> [ACTIVITY]: Wherever "Target" turns up in a line of the entries below, that line counts. Say how many such lines there are, with no other words.
===== SOURCE MATERIAL =====
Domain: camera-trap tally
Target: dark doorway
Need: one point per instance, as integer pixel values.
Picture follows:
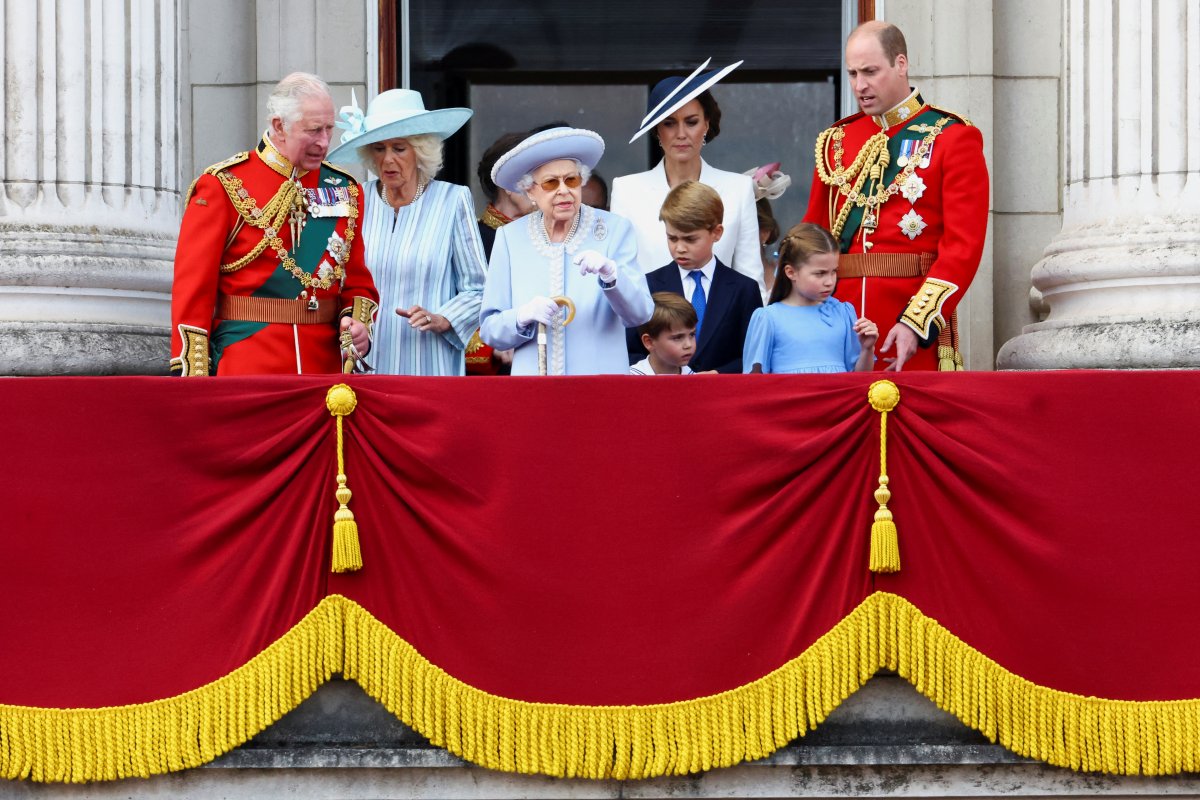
(525, 62)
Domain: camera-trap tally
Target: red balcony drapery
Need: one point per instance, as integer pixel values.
(597, 576)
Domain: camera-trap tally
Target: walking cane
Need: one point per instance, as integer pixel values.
(563, 302)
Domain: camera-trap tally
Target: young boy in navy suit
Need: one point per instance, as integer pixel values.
=====
> [PROBLEM SOLUTION]: 4